» WHAT THE EXERCISE ASKS
Render every line of the items below as a Markdown table with two columns, Row and Line. Leave out blank lines.

** Start **

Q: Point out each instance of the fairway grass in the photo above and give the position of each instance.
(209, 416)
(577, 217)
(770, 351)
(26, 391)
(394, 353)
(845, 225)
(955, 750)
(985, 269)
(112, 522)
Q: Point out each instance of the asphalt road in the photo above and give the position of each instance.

** End **

» SOLUTION TO THE EXERCISE
| Row | Line |
|---|---|
| 1 | Q: Point out each instance of the fairway grass in the photo above and give the position of each instance. |
| 2 | (209, 416) |
| 3 | (577, 217) |
| 4 | (770, 351) |
| 5 | (26, 391) |
| 6 | (394, 353) |
| 7 | (845, 225) |
| 8 | (955, 750) |
| 9 | (985, 269) |
| 10 | (112, 522) |
| 11 | Q: Point out each instance of the asphalt road in the photo above and give the position of each instance. |